Instructions to follow:
Below are the entries; output exactly the lines from the one containing "Can you see the white belt?" through the final line, inclusive.

[Items from a dataset]
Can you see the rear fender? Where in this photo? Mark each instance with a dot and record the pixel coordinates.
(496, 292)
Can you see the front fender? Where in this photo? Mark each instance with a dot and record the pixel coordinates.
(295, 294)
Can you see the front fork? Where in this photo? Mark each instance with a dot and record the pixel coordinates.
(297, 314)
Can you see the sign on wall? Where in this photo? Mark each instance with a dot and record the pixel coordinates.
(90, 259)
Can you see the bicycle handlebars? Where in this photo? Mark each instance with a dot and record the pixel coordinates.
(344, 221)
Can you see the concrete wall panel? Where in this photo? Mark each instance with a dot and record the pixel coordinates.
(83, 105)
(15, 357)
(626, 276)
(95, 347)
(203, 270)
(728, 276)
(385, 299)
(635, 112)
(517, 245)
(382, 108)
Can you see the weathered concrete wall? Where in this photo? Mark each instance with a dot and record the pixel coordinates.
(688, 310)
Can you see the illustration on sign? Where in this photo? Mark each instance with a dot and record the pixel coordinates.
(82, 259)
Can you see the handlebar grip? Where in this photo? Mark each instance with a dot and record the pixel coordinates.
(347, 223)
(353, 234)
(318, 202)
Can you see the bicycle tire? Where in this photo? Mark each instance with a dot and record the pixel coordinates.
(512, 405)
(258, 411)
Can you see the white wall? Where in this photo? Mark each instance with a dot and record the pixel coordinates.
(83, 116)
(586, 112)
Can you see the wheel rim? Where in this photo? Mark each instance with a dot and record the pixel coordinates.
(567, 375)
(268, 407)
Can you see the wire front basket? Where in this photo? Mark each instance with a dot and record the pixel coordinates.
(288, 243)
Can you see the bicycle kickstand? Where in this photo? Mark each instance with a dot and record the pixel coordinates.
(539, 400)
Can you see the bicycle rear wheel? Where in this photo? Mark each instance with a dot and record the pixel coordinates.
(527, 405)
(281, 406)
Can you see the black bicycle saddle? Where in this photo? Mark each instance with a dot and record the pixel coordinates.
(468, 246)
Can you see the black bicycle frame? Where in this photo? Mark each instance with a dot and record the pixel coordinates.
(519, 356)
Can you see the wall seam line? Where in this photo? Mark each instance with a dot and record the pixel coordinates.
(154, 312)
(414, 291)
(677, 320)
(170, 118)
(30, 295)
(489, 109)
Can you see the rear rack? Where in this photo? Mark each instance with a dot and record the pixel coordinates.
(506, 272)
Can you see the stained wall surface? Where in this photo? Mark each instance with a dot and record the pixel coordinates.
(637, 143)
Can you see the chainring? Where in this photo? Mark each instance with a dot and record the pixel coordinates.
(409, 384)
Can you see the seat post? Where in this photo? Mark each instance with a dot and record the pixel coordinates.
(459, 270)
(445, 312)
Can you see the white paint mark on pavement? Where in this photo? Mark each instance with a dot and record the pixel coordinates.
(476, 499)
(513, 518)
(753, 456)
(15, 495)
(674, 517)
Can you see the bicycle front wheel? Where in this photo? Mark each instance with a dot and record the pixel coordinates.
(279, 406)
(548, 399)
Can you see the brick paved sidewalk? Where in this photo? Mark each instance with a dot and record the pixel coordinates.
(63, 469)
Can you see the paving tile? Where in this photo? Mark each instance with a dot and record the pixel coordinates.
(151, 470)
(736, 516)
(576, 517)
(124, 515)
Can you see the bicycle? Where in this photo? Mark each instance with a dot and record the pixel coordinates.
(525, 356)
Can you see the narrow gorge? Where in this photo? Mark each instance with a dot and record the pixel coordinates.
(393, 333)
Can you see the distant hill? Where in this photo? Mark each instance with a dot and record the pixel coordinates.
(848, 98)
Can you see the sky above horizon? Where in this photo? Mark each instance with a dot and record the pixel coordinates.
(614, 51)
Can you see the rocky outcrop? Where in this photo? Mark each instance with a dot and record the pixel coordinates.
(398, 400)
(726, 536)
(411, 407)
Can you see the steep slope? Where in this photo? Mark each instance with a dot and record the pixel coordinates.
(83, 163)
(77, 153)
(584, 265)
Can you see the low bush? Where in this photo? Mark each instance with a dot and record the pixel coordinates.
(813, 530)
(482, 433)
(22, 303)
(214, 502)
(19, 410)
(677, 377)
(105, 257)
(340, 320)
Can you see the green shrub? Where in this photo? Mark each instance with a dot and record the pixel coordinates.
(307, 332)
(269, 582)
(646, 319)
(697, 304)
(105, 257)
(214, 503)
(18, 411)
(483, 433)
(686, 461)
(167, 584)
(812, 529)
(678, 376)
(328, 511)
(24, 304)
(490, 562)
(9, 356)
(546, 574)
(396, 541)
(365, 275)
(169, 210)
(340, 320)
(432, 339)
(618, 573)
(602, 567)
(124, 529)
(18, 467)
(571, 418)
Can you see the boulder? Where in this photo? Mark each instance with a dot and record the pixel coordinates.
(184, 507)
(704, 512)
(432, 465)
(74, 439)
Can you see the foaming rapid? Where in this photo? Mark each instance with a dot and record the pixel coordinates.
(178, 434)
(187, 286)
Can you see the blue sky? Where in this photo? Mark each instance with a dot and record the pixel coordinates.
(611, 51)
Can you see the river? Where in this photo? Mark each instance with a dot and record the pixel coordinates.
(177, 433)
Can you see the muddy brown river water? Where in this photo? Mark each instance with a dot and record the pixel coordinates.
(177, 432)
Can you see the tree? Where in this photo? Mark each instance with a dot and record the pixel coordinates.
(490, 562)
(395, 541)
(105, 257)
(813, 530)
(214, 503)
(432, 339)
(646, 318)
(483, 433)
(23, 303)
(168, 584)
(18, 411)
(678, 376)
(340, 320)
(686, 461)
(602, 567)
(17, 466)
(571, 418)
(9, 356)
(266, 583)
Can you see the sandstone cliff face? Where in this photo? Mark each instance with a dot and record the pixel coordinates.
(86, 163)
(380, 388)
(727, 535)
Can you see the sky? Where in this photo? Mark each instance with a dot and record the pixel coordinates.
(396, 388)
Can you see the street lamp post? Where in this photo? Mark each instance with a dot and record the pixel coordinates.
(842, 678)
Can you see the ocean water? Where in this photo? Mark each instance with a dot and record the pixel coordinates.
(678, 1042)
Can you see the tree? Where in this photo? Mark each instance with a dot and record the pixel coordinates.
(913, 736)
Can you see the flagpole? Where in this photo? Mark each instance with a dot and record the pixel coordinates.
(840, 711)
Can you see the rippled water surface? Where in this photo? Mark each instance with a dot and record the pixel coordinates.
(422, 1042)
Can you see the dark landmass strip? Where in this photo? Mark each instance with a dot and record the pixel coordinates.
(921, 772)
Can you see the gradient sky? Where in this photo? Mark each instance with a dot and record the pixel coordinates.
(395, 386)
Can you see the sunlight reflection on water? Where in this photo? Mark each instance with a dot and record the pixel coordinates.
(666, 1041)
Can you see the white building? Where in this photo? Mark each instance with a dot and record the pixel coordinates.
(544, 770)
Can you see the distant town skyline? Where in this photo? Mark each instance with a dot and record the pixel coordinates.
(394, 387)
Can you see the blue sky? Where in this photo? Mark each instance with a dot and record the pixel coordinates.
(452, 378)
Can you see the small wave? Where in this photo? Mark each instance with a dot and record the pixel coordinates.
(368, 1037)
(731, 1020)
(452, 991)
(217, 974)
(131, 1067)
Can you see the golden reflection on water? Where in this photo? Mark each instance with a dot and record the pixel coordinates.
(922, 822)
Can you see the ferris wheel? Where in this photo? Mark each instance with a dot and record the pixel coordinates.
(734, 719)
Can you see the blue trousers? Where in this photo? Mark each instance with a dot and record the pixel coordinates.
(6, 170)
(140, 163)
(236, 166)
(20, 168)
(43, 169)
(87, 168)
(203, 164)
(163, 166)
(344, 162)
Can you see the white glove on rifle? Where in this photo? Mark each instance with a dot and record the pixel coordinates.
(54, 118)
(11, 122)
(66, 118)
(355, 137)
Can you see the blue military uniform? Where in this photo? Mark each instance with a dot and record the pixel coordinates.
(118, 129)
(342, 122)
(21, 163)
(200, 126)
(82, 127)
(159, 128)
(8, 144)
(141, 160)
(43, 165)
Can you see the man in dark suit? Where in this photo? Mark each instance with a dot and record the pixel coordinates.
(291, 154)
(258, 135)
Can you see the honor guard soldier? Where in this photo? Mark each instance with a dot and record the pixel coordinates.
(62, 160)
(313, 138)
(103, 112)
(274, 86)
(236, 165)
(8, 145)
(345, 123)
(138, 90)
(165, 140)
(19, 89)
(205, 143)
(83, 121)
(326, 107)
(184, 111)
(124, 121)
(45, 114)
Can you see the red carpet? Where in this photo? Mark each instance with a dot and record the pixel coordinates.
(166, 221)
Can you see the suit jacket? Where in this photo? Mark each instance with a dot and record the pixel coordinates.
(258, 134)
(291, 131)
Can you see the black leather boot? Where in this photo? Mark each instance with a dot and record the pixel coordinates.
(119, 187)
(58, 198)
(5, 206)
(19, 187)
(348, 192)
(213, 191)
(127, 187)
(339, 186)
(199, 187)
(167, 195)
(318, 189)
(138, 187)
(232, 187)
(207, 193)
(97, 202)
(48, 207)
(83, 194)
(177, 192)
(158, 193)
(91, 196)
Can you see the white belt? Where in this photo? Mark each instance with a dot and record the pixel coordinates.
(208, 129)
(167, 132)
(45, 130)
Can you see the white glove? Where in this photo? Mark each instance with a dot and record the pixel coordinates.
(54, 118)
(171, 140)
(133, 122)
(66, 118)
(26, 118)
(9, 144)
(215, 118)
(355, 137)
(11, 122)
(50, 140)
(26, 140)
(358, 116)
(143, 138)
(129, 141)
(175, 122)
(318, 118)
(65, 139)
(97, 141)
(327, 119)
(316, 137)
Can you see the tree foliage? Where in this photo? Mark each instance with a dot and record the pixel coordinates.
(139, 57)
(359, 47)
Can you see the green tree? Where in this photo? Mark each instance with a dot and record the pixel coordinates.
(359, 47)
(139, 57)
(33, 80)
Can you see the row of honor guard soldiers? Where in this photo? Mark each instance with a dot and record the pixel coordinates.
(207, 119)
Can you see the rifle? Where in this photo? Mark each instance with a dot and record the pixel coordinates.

The completed task:
Can you see the white belt? Where in this photo? Mark each instance with a dot and record the pixel coordinates.
(208, 129)
(167, 132)
(45, 130)
Can you see the white glove? Where in this photo? Mark each instance with a dot and record the pixel coordinates.
(54, 118)
(171, 140)
(133, 122)
(66, 118)
(26, 118)
(9, 144)
(215, 118)
(355, 137)
(11, 122)
(50, 140)
(26, 140)
(358, 116)
(143, 138)
(129, 141)
(175, 122)
(318, 118)
(65, 139)
(97, 141)
(327, 119)
(316, 137)
Can you see the tree foliage? Where in this photo? Mark each instance with a dot and record the pixel coordinates.
(139, 57)
(359, 47)
Can you see the green tree? Where in this photo? Mark each instance with a dot and record the pixel coordinates.
(359, 47)
(139, 57)
(33, 80)
Can you see the row of honor guard soldiers? Where in this photo? Mark each instance with a dot and record the pixel coordinates.
(207, 119)
Can you see the rifle? Where in this photo? Mark each instance with a dot and record the pixel coordinates.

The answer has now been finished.